Pick out every line below that contains the string "plank", matching case exactly, and copy each of those lines in full.

···

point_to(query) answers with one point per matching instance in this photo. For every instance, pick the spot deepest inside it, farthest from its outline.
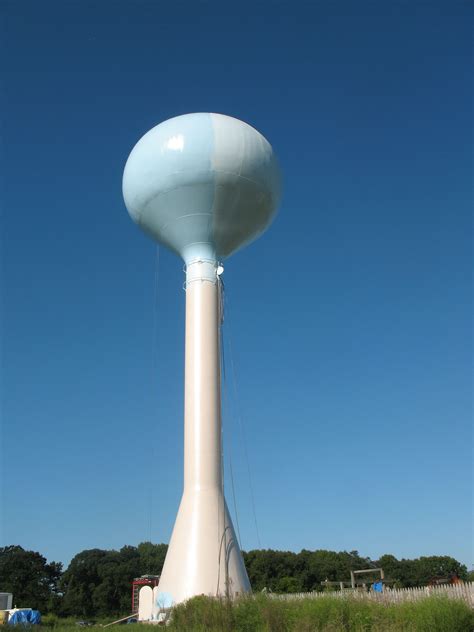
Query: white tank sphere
(203, 185)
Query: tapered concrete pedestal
(203, 555)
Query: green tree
(30, 578)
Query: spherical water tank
(204, 185)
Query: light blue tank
(204, 185)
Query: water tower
(203, 185)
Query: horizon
(347, 404)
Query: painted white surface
(145, 603)
(202, 184)
(203, 555)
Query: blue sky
(349, 320)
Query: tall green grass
(263, 614)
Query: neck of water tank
(202, 409)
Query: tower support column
(203, 555)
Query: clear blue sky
(349, 320)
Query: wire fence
(463, 591)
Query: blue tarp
(25, 617)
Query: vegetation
(97, 583)
(263, 614)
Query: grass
(262, 614)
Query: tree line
(97, 582)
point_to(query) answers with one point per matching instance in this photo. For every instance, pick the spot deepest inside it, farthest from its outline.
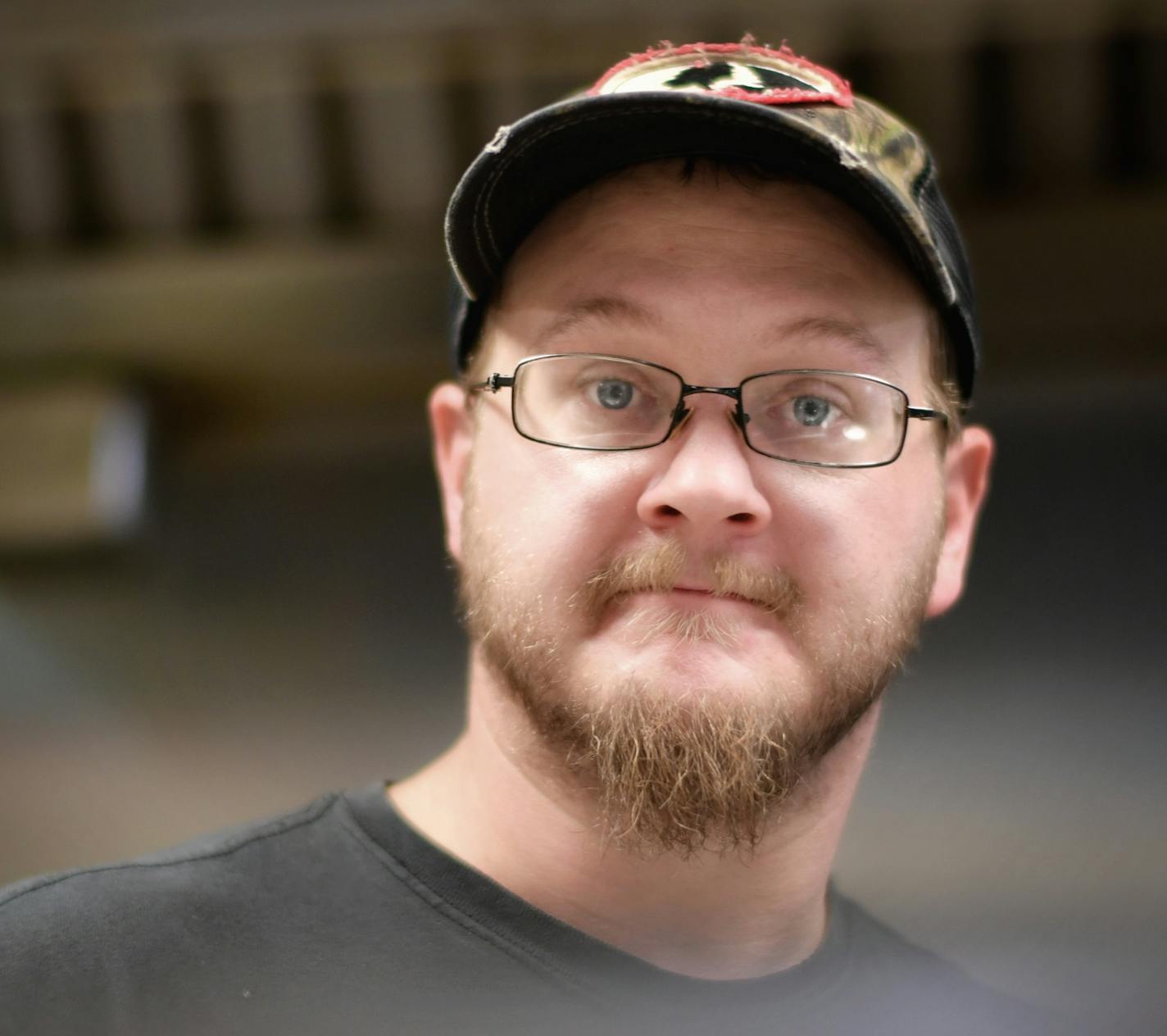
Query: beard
(702, 766)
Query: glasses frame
(682, 412)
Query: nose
(705, 484)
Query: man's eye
(614, 393)
(810, 411)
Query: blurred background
(222, 302)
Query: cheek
(845, 531)
(555, 514)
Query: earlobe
(966, 467)
(449, 424)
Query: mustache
(657, 568)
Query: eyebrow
(620, 309)
(614, 309)
(838, 330)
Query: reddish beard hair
(697, 768)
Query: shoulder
(911, 989)
(89, 942)
(202, 864)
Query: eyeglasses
(826, 419)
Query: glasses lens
(594, 402)
(824, 418)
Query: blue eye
(811, 411)
(614, 394)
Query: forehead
(690, 264)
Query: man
(704, 476)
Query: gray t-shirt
(340, 918)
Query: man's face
(694, 625)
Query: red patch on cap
(761, 75)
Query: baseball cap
(739, 102)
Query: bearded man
(704, 476)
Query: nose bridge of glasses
(683, 413)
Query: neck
(498, 803)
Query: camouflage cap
(733, 101)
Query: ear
(966, 466)
(451, 425)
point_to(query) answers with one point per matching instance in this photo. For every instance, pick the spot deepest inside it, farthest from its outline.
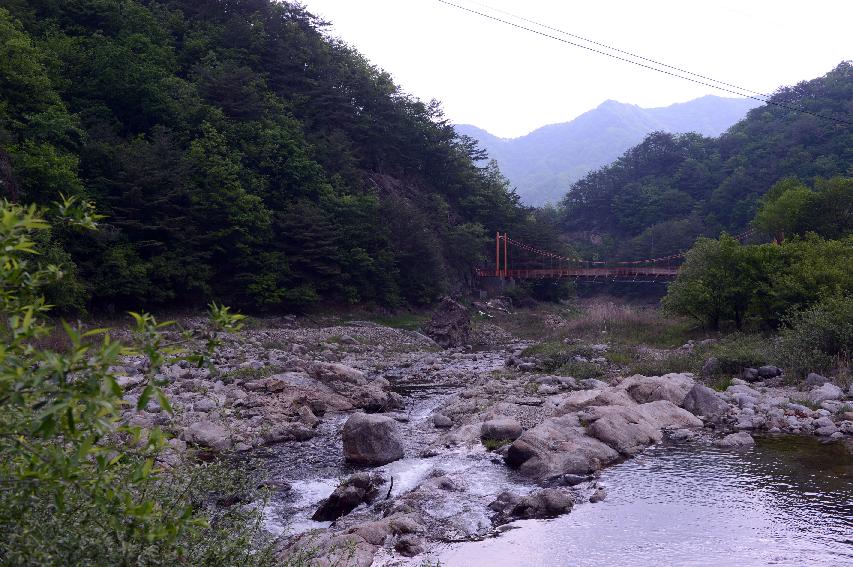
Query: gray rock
(671, 387)
(441, 421)
(740, 439)
(208, 434)
(704, 401)
(711, 366)
(358, 489)
(450, 325)
(814, 379)
(769, 371)
(750, 374)
(828, 391)
(558, 445)
(502, 428)
(598, 496)
(371, 440)
(593, 384)
(546, 503)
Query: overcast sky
(510, 82)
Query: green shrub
(739, 351)
(77, 485)
(818, 339)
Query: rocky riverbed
(383, 442)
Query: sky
(510, 82)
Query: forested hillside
(663, 193)
(543, 164)
(237, 153)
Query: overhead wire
(714, 84)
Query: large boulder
(704, 401)
(501, 428)
(672, 387)
(628, 429)
(371, 440)
(623, 428)
(358, 489)
(208, 434)
(546, 503)
(450, 325)
(333, 372)
(828, 391)
(558, 446)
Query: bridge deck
(606, 273)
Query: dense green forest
(544, 162)
(237, 152)
(662, 194)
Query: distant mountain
(543, 164)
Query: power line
(739, 92)
(617, 50)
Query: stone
(672, 387)
(545, 503)
(288, 432)
(703, 401)
(711, 366)
(814, 379)
(208, 434)
(502, 428)
(335, 372)
(558, 445)
(204, 405)
(740, 439)
(769, 371)
(828, 391)
(450, 325)
(750, 375)
(593, 384)
(598, 496)
(441, 421)
(359, 489)
(371, 440)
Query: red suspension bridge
(517, 260)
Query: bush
(819, 338)
(739, 351)
(77, 485)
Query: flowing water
(787, 501)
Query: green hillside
(238, 153)
(661, 194)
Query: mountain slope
(663, 193)
(543, 164)
(239, 154)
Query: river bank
(489, 431)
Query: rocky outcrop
(558, 446)
(208, 434)
(501, 429)
(671, 387)
(546, 503)
(740, 439)
(450, 325)
(371, 440)
(360, 488)
(703, 401)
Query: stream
(787, 501)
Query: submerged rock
(371, 440)
(501, 428)
(740, 439)
(450, 325)
(704, 401)
(358, 489)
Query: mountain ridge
(544, 163)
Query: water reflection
(786, 501)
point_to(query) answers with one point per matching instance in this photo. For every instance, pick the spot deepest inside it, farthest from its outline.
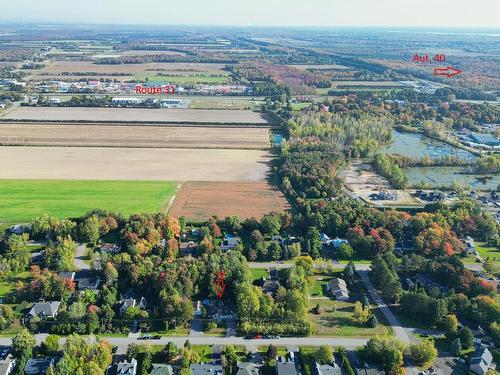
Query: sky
(422, 13)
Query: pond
(417, 146)
(444, 176)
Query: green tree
(345, 251)
(50, 346)
(423, 353)
(274, 250)
(466, 337)
(456, 347)
(324, 355)
(271, 223)
(23, 344)
(271, 353)
(89, 230)
(450, 325)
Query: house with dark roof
(88, 283)
(111, 248)
(330, 369)
(480, 361)
(132, 302)
(67, 276)
(288, 365)
(7, 361)
(38, 366)
(248, 368)
(229, 242)
(121, 366)
(44, 310)
(161, 369)
(338, 289)
(206, 369)
(269, 287)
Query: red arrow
(448, 72)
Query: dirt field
(127, 71)
(200, 200)
(362, 181)
(133, 136)
(170, 115)
(366, 83)
(95, 163)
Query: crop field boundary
(147, 123)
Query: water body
(444, 176)
(417, 146)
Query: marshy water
(418, 146)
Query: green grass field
(21, 200)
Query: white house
(230, 242)
(481, 361)
(338, 288)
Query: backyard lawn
(337, 320)
(21, 200)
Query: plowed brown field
(200, 200)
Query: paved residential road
(400, 332)
(359, 266)
(123, 342)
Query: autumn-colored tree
(172, 249)
(173, 228)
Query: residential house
(161, 369)
(7, 361)
(206, 369)
(338, 288)
(132, 302)
(336, 242)
(44, 310)
(330, 369)
(187, 247)
(198, 309)
(121, 366)
(248, 368)
(88, 283)
(67, 276)
(111, 248)
(38, 366)
(273, 273)
(470, 246)
(230, 242)
(288, 365)
(269, 287)
(480, 361)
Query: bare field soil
(200, 200)
(319, 67)
(99, 163)
(133, 136)
(170, 115)
(366, 83)
(362, 180)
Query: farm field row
(150, 115)
(163, 164)
(59, 67)
(21, 200)
(133, 136)
(200, 200)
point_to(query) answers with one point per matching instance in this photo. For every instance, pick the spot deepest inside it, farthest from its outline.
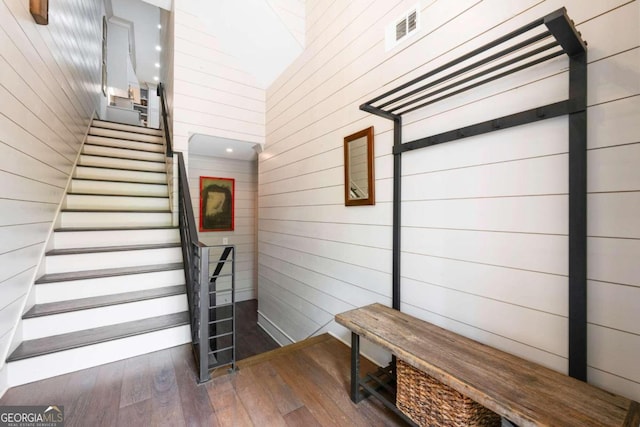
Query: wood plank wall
(49, 87)
(243, 237)
(484, 236)
(212, 95)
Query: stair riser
(118, 188)
(124, 143)
(97, 150)
(114, 219)
(87, 288)
(126, 128)
(125, 135)
(51, 365)
(56, 324)
(109, 162)
(101, 260)
(121, 203)
(84, 239)
(86, 172)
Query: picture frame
(217, 204)
(359, 175)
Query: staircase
(114, 285)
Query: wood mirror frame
(359, 181)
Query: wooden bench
(521, 391)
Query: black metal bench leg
(355, 367)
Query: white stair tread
(87, 337)
(126, 127)
(106, 272)
(97, 187)
(104, 141)
(101, 301)
(133, 136)
(84, 250)
(115, 202)
(119, 163)
(122, 153)
(119, 174)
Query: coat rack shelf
(544, 39)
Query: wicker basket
(428, 402)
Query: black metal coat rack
(540, 41)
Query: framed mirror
(358, 169)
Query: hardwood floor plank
(228, 408)
(45, 392)
(103, 408)
(335, 357)
(332, 389)
(285, 399)
(323, 409)
(166, 407)
(196, 406)
(261, 408)
(301, 417)
(305, 384)
(135, 414)
(136, 382)
(77, 395)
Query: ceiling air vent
(403, 27)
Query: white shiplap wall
(244, 234)
(212, 95)
(49, 88)
(484, 219)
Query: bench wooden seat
(521, 391)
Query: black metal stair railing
(211, 297)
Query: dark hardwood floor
(250, 339)
(304, 384)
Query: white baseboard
(245, 294)
(4, 380)
(278, 335)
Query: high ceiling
(265, 36)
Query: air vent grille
(400, 29)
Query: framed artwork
(217, 200)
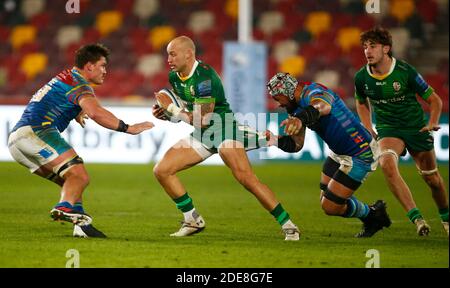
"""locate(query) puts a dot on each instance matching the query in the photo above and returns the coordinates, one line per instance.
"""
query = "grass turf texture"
(130, 207)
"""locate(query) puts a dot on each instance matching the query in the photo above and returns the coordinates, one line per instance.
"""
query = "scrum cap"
(282, 84)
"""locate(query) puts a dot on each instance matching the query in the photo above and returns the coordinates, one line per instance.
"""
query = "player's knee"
(330, 209)
(432, 180)
(246, 179)
(332, 204)
(80, 175)
(160, 171)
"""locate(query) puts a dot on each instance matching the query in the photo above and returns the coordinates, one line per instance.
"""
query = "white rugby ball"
(175, 99)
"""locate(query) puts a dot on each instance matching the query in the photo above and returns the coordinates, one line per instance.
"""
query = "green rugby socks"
(414, 214)
(280, 214)
(443, 213)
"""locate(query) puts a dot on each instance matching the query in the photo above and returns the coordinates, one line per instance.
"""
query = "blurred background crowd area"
(315, 40)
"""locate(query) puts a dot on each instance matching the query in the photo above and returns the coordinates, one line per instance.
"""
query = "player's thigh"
(425, 160)
(234, 155)
(38, 151)
(329, 168)
(352, 172)
(397, 145)
(184, 154)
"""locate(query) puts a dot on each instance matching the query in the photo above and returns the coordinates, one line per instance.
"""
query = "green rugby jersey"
(393, 96)
(203, 85)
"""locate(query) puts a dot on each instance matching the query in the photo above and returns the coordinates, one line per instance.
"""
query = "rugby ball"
(175, 99)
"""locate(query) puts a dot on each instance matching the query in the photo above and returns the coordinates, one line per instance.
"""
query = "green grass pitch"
(132, 209)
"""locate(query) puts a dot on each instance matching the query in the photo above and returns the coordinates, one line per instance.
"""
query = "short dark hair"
(90, 53)
(377, 35)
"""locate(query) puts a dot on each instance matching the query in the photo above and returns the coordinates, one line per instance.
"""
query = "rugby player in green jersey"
(391, 86)
(199, 85)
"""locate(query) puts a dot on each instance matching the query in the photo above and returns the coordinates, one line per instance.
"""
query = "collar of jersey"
(190, 74)
(381, 77)
(78, 74)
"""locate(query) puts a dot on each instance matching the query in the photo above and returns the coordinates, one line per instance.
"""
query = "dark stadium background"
(315, 40)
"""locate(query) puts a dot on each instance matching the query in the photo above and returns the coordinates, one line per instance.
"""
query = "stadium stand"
(314, 40)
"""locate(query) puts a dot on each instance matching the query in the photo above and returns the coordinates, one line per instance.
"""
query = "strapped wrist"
(174, 110)
(287, 144)
(309, 116)
(122, 126)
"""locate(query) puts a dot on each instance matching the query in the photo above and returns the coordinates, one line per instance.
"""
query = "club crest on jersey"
(397, 86)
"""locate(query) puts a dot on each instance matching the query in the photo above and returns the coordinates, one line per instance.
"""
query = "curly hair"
(377, 35)
(90, 53)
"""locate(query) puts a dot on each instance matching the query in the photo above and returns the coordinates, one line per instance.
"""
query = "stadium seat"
(108, 21)
(124, 6)
(21, 35)
(68, 35)
(284, 49)
(33, 64)
(402, 9)
(3, 76)
(145, 8)
(348, 37)
(160, 36)
(41, 21)
(32, 7)
(201, 21)
(428, 10)
(400, 39)
(149, 65)
(270, 22)
(318, 22)
(295, 65)
(329, 78)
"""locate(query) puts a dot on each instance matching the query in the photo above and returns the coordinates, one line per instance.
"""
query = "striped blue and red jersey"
(341, 129)
(57, 103)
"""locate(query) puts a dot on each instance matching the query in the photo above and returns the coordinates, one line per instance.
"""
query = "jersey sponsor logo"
(386, 101)
(66, 77)
(204, 88)
(421, 82)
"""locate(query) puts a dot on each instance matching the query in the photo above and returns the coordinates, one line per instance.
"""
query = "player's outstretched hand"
(158, 112)
(293, 126)
(163, 100)
(374, 134)
(430, 127)
(139, 127)
(81, 119)
(271, 139)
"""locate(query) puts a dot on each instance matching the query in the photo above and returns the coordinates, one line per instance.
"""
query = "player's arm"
(435, 103)
(364, 111)
(92, 108)
(363, 107)
(309, 116)
(199, 117)
(290, 144)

···

SOLUTION TO THIS EXERCISE:
Query: wood plank wall
Query: hardwood floor plank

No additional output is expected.